───── Provided material ─────

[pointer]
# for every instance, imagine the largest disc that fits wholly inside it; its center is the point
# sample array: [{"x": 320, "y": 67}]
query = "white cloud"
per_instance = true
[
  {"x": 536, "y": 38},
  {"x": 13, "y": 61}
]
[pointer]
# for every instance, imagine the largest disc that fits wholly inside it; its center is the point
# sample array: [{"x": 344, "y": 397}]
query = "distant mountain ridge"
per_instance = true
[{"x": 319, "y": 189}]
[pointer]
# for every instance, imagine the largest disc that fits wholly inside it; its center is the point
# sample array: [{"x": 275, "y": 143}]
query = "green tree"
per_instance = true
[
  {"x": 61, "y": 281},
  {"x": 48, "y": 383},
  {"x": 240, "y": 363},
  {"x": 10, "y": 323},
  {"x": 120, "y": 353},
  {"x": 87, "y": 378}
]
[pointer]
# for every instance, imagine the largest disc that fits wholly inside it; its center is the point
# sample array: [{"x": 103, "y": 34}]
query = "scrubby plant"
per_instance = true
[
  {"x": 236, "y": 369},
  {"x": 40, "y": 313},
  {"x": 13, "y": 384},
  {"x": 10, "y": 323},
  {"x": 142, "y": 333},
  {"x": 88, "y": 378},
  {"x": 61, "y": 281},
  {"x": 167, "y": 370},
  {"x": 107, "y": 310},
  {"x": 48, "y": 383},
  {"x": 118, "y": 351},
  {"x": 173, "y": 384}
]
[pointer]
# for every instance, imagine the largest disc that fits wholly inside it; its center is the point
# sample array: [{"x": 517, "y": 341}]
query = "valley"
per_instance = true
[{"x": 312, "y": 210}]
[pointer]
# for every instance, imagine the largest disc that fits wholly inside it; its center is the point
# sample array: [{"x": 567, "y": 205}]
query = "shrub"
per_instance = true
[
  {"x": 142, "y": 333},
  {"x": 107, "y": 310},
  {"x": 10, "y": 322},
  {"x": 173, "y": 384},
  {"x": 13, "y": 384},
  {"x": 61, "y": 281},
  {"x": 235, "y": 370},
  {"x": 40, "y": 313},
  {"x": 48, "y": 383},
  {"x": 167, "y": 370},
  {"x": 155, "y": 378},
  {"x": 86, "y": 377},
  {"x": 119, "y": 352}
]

─────

[Your assignment]
Write each record out again exactly.

[Response]
[pointer]
# for every instance, imagine the largest disc that fits wholly inside it; its center is the point
# sample array: [{"x": 320, "y": 67}]
query = "white cloud"
per_instance = true
[
  {"x": 536, "y": 38},
  {"x": 13, "y": 61}
]
[pointer]
# for every instance, imagine the largest disc that fits wholly inside it; its center is the point
# sample array: [{"x": 344, "y": 397}]
query = "distant mountain ridge"
per_instance = true
[{"x": 319, "y": 189}]
[pointer]
# for every instance, imagine the largest disc that fits wholly inside it; its center is the point
# sample array: [{"x": 275, "y": 143}]
query = "green tree"
per_instance = true
[
  {"x": 61, "y": 281},
  {"x": 48, "y": 383},
  {"x": 240, "y": 363},
  {"x": 10, "y": 323},
  {"x": 120, "y": 353},
  {"x": 87, "y": 378}
]
[pointer]
# for every instance, imagine the largest disc that fits wholly inside it; its center is the point
# sample array: [{"x": 103, "y": 34}]
query = "scrubby plant"
per_instance = true
[
  {"x": 236, "y": 369},
  {"x": 40, "y": 313},
  {"x": 13, "y": 384},
  {"x": 10, "y": 323},
  {"x": 142, "y": 333},
  {"x": 88, "y": 378},
  {"x": 61, "y": 281},
  {"x": 167, "y": 370},
  {"x": 107, "y": 310},
  {"x": 48, "y": 383},
  {"x": 118, "y": 351},
  {"x": 173, "y": 384}
]
[pointer]
# for every instance, imagine the largest disc that fits wholly inside it; its center is the point
# sample array: [{"x": 517, "y": 341}]
query = "valley"
per_instance = true
[{"x": 312, "y": 210}]
[pointer]
# for every instance, imagine the largest disc that fits wholly inside it; its center is the point
# sample array: [{"x": 567, "y": 205}]
query = "shrub"
per_instance = true
[
  {"x": 142, "y": 333},
  {"x": 107, "y": 310},
  {"x": 10, "y": 322},
  {"x": 173, "y": 384},
  {"x": 13, "y": 384},
  {"x": 61, "y": 281},
  {"x": 235, "y": 370},
  {"x": 40, "y": 313},
  {"x": 48, "y": 383},
  {"x": 167, "y": 370},
  {"x": 155, "y": 378},
  {"x": 86, "y": 377},
  {"x": 119, "y": 352}
]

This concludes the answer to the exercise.